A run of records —
☆ ☆ ☆

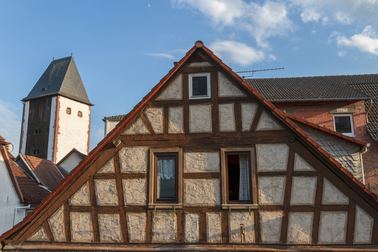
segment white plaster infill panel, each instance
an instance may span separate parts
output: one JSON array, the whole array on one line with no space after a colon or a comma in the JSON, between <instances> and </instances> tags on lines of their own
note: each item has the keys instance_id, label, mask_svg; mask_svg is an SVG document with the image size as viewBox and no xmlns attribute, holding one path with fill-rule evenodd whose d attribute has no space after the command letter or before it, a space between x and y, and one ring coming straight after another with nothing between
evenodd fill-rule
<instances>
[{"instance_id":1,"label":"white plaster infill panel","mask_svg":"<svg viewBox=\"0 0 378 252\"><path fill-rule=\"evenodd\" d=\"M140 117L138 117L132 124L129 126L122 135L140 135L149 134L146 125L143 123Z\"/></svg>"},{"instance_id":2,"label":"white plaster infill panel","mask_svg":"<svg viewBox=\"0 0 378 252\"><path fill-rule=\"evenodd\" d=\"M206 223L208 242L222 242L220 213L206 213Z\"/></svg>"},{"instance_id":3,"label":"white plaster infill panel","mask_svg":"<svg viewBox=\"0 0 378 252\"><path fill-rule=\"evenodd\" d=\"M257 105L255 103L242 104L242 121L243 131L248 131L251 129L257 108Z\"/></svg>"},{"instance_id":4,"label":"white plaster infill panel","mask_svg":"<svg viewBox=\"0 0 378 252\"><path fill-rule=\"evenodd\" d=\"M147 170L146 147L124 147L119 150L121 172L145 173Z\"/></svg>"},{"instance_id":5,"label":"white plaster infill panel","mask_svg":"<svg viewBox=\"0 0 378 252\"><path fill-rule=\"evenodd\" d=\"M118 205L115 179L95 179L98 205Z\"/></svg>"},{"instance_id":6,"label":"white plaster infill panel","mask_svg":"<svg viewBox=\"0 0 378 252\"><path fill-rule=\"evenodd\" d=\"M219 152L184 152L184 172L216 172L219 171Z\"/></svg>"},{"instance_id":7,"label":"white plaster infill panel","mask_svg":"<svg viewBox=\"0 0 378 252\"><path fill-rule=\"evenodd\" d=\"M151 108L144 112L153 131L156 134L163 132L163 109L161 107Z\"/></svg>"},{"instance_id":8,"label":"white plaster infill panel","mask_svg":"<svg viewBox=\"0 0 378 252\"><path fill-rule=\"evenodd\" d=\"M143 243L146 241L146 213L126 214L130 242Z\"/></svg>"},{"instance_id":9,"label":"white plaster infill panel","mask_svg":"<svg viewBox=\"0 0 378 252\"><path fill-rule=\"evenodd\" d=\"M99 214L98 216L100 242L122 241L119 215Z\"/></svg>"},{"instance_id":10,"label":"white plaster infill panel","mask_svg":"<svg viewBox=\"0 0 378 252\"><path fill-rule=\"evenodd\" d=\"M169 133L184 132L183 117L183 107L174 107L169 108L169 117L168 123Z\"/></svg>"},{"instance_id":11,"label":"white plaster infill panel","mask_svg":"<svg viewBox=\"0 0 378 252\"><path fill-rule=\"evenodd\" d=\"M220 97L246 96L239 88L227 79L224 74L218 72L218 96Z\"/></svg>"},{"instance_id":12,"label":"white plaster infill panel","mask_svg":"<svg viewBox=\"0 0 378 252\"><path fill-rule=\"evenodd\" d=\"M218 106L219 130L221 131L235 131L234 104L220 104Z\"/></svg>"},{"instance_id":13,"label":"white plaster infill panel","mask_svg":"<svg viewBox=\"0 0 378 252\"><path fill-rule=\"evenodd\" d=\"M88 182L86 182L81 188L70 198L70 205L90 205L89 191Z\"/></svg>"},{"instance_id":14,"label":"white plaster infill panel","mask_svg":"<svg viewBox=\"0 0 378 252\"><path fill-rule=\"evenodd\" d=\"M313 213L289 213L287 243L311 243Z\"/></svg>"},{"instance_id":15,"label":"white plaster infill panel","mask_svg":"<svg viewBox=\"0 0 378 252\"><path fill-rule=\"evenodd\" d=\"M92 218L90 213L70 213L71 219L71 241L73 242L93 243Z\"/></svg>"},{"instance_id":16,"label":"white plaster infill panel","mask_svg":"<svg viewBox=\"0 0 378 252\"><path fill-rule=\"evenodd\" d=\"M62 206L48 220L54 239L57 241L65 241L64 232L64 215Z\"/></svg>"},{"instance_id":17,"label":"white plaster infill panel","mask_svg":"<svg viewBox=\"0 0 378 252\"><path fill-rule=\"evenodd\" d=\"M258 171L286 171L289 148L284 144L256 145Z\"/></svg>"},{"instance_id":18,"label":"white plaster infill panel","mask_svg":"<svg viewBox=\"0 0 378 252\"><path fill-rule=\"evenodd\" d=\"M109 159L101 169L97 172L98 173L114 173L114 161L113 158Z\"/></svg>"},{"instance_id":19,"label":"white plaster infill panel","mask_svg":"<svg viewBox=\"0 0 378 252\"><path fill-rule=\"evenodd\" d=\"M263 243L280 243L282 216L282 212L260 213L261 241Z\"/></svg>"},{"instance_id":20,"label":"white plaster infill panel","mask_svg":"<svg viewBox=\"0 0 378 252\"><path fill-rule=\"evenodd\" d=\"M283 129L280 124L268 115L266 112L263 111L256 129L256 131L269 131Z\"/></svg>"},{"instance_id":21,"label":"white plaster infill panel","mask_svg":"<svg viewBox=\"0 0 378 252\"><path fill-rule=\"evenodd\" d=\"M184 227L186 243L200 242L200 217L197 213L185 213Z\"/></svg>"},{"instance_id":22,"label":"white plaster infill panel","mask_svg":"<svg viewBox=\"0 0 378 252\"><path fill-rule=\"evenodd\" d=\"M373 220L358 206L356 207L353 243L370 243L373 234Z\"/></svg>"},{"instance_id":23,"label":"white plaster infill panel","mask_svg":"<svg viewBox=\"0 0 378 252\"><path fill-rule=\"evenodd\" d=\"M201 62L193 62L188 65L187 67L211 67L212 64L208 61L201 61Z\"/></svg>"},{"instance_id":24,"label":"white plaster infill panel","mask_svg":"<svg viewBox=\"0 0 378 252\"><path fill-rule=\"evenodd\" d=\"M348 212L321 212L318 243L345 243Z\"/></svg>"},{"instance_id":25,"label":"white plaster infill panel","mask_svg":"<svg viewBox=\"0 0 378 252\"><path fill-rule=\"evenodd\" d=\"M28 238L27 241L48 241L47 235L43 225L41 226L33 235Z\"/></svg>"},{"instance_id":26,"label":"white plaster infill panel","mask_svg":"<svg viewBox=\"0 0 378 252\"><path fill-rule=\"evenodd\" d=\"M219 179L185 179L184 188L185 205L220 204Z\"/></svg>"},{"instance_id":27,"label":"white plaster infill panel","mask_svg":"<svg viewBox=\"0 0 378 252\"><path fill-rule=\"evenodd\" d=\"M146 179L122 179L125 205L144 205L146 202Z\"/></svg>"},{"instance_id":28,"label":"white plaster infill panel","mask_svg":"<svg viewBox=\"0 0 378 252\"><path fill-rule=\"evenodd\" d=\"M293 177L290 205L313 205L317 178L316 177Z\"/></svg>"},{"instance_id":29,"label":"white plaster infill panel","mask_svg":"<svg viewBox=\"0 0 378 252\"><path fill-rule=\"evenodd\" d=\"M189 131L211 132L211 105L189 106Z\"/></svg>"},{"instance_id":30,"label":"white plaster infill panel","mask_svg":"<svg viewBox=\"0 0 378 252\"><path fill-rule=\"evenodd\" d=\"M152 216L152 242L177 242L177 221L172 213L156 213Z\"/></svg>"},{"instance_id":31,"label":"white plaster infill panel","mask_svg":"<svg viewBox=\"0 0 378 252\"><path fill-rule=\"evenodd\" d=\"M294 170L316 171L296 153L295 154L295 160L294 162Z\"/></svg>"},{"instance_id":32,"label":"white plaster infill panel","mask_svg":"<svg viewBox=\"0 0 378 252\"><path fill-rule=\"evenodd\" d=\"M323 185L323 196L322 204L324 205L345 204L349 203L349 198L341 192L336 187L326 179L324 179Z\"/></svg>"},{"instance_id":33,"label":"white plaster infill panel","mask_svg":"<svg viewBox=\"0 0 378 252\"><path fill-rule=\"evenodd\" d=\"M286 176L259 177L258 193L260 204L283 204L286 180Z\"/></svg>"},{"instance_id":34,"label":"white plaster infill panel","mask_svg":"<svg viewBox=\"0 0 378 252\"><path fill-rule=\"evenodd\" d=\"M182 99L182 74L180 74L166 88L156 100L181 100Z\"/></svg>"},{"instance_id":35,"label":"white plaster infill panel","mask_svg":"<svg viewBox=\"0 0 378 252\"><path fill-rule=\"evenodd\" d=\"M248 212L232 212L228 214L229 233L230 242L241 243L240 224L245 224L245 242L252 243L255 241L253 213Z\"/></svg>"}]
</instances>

☆ ☆ ☆

WRITTEN INSTRUCTION — Rewrite the items as a numbered list from their beginning up to and including the line with "output: one JSON", with blank lines dropped. Leave the pictures out of your answer.

RESULT OF THE TASK —
1. segment white plaster infill panel, each instance
2. an instance may span separate parts
3. output: one JSON array, the whole array on one line with no space after a colon or a comma in the JSON, between <instances> and </instances> tags on lines of their own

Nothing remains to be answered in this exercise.